## REQUIREMENT
What follows is a listing. Return every line of it exactly.

## DATA ROWS
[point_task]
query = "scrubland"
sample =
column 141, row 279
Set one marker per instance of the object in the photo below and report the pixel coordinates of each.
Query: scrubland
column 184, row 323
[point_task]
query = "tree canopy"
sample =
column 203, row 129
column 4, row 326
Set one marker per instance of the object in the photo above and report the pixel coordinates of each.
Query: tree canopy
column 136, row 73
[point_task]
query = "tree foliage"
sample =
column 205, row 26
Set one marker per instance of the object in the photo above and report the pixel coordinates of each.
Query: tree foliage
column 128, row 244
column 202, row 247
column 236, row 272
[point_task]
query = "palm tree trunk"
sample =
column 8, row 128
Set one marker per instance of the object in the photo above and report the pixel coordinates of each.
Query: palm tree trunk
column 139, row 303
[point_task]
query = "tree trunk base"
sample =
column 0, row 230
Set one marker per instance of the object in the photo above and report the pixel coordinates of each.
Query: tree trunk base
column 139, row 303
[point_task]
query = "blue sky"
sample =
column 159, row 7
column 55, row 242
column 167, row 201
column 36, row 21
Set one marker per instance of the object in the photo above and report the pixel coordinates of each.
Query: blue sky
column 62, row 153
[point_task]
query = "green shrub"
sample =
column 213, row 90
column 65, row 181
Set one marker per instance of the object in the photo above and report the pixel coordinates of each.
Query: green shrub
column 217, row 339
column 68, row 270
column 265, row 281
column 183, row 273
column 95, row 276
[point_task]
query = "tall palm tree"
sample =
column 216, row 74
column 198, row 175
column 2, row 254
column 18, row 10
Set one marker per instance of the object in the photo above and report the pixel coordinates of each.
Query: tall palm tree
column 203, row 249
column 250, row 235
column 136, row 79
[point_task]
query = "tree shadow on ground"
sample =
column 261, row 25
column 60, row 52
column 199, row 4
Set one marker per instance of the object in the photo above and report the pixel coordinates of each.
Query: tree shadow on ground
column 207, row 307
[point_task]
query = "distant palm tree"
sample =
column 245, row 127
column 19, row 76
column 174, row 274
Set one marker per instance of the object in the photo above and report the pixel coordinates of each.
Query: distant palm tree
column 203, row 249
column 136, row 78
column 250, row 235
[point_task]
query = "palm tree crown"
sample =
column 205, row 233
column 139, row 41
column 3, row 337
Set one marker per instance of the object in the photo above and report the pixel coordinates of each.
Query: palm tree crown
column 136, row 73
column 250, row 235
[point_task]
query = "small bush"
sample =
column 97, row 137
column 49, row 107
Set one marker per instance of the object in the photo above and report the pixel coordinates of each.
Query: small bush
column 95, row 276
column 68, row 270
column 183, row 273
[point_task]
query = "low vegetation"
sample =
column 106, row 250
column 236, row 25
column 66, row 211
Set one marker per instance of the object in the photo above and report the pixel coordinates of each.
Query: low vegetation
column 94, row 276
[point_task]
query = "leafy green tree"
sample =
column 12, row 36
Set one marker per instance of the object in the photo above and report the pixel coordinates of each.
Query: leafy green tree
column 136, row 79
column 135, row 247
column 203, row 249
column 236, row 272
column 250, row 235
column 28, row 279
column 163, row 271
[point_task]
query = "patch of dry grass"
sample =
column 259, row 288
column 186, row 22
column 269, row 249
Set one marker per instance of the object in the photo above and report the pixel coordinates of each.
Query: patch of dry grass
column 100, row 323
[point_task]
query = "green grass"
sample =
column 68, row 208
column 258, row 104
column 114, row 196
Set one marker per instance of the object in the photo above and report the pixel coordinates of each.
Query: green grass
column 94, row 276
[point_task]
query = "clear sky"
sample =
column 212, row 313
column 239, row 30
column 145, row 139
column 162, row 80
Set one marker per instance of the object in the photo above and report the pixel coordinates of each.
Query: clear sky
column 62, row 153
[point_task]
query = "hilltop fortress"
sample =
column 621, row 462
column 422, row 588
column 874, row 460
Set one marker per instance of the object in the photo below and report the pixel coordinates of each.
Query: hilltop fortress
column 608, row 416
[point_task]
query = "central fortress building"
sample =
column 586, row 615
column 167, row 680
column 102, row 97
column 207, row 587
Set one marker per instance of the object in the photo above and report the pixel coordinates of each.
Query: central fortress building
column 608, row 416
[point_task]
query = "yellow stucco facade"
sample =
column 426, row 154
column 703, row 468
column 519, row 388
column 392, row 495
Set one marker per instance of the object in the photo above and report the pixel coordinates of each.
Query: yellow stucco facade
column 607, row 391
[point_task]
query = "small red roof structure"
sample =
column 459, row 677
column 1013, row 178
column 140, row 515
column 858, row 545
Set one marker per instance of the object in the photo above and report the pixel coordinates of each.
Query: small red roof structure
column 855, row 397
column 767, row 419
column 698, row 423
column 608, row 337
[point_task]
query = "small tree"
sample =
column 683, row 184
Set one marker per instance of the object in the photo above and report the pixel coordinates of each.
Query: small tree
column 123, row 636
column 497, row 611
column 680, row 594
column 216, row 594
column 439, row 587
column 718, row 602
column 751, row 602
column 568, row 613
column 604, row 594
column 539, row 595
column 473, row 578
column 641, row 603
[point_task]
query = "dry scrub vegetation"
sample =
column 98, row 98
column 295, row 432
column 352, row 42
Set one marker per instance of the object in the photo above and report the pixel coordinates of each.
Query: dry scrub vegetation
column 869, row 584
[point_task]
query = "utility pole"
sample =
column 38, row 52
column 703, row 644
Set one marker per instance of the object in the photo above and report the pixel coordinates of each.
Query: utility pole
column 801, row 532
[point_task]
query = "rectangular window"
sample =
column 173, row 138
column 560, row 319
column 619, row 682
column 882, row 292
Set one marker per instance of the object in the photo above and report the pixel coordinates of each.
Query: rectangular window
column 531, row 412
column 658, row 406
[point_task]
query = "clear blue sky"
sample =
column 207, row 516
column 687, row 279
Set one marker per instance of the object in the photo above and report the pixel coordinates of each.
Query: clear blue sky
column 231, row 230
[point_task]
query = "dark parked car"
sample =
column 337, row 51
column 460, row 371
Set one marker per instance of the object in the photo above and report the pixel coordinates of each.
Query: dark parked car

## TASK SOLUTION
[point_task]
query = "scrubland"
sample =
column 141, row 279
Set one marker per instance of the object in the photo below and report the pixel coordinates of each.
Query: scrubland
column 184, row 323
[point_task]
query = "tree canopy"
sample =
column 203, row 129
column 4, row 326
Set one marker per instance of the object in the photo above and report the pixel coordinates of each.
Query: tree canopy
column 136, row 73
[point_task]
query = "tree foliage"
sample =
column 205, row 26
Set one marker per instance of the object in the photo above and report the pixel coordinates of each.
Query: tree foliage
column 128, row 244
column 202, row 247
column 236, row 272
[point_task]
query = "palm tree trunk"
sample =
column 8, row 128
Set one marker per instance of the object in the photo above and report the pixel coordinates of each.
Query: palm tree trunk
column 139, row 303
[point_task]
query = "tree trunk base"
sample =
column 0, row 230
Set one marker per instance of the object in the photo above and report the pixel coordinates of each.
Query: tree trunk base
column 139, row 303
[point_task]
query = "blue sky"
sample =
column 159, row 7
column 55, row 242
column 167, row 201
column 36, row 21
Set one marker per instance of the object in the photo above and report the pixel coordinates of each.
Query: blue sky
column 62, row 153
[point_task]
query = "green shrub"
sample =
column 213, row 90
column 65, row 181
Set one marker per instance of the object in the photo above and report the pixel coordinates of each.
Query: green shrub
column 217, row 339
column 68, row 270
column 265, row 281
column 183, row 273
column 95, row 276
[point_task]
query = "tall palm tree"
sample =
column 216, row 74
column 198, row 175
column 2, row 254
column 18, row 10
Set one marker per instance of the object in the photo above and report the pixel coordinates of each.
Query: tall palm tree
column 203, row 249
column 250, row 235
column 136, row 79
[point_task]
query = "tree shadow on ground"
sample =
column 261, row 25
column 60, row 52
column 199, row 4
Set one marker per instance of the object in the photo above and report the pixel coordinates of each.
Query: tree shadow on ground
column 207, row 307
[point_task]
query = "distant palm tree"
sample =
column 245, row 127
column 19, row 76
column 174, row 274
Set one marker per instance of the object in the photo above and report the pixel coordinates of each.
Query: distant palm tree
column 203, row 249
column 136, row 78
column 250, row 235
[point_task]
query = "palm tree crown"
sample =
column 205, row 233
column 139, row 41
column 3, row 337
Set one marker per instance of the object in the photo above and report the pixel coordinates of each.
Query: palm tree crown
column 136, row 73
column 250, row 235
[point_task]
query = "small bush"
sample =
column 97, row 137
column 49, row 107
Set one marker per instance of the object in the photo above and report the pixel coordinates of each.
Query: small bush
column 95, row 276
column 68, row 270
column 183, row 273
[point_task]
query = "low vegetation"
sample =
column 106, row 250
column 236, row 25
column 66, row 211
Set one marker per instance of the object in the photo above and report the pixel coordinates of each.
Query: low vegetation
column 94, row 276
[point_task]
query = "leafy green tree"
sample =
column 12, row 36
Set one marker per instance of the object in the photo above and report the pixel coordinates of each.
Query: leafy green tree
column 136, row 79
column 135, row 247
column 203, row 249
column 236, row 272
column 250, row 235
column 28, row 279
column 163, row 271
[point_task]
query = "patch of dry grass"
sample =
column 259, row 288
column 186, row 22
column 269, row 249
Set one marker per instance of the object in the photo above and report the pixel coordinates of each.
Query: patch of dry grass
column 100, row 323
[point_task]
query = "green grass"
sample =
column 68, row 208
column 258, row 104
column 114, row 196
Set one marker per instance of the object in the photo above and report the pixel coordinates of each.
Query: green grass
column 94, row 276
[point_task]
query = "clear sky"
sample =
column 212, row 313
column 239, row 30
column 145, row 139
column 162, row 80
Set one marker per instance of the object in the photo above and report the pixel coordinates of each.
Query: clear sky
column 62, row 153
[point_task]
query = "hilltop fortress"
sample =
column 621, row 462
column 422, row 588
column 874, row 460
Set one marker per instance of the object in the photo below and report the pixel coordinates of each.
Query: hilltop fortress
column 608, row 416
[point_task]
query = "central fortress building"
sample =
column 586, row 615
column 167, row 680
column 102, row 97
column 207, row 587
Set one marker per instance of the object in the photo above and report the pixel coordinates of each.
Query: central fortress building
column 608, row 416
[point_task]
query = "yellow stucco facade"
sample =
column 426, row 154
column 703, row 468
column 519, row 388
column 392, row 495
Set one marker per instance of the object in the photo above and report the pixel coordinates of each.
Query: yellow stucco facade
column 607, row 391
[point_task]
query = "small red roof structure"
sample =
column 459, row 677
column 1013, row 178
column 140, row 515
column 858, row 545
Set one marker per instance of the object in the photo above and report the pixel coordinates of each.
Query: small red roof structure
column 855, row 397
column 767, row 419
column 698, row 423
column 608, row 337
[point_task]
query = "small tree"
sample =
column 683, row 184
Set one marker per instance of the object in the photo above and report the pixel coordinates of each.
Query: small tree
column 123, row 636
column 497, row 611
column 680, row 594
column 216, row 594
column 439, row 587
column 718, row 602
column 751, row 602
column 568, row 613
column 604, row 594
column 539, row 595
column 473, row 578
column 641, row 603
[point_task]
query = "dry scrub vegetation"
sample =
column 98, row 98
column 295, row 432
column 352, row 42
Set one marker per instance of the object in the photo above and report the pixel coordinates of each.
Query: dry scrub vegetation
column 869, row 584
[point_task]
query = "utility pole"
sample =
column 38, row 52
column 703, row 644
Set one marker per instance of the object in the photo above and report the pixel coordinates of each.
Query: utility pole
column 801, row 532
[point_task]
query = "rectangular window"
sample =
column 173, row 138
column 560, row 319
column 619, row 682
column 882, row 292
Set one marker per instance of the object in the photo above and report the pixel coordinates of each.
Query: rectangular window
column 531, row 412
column 658, row 406
[point_task]
query = "clear blue sky"
sample =
column 207, row 516
column 687, row 279
Set one marker per instance of the object in the photo above and report the pixel coordinates of each.
Query: clear blue sky
column 231, row 230
[point_task]
query = "dark parked car"
sample =
column 337, row 51
column 460, row 371
Set one marker per instance of the object in the photo above and report the pixel coordinates of each.
Query: dark parked car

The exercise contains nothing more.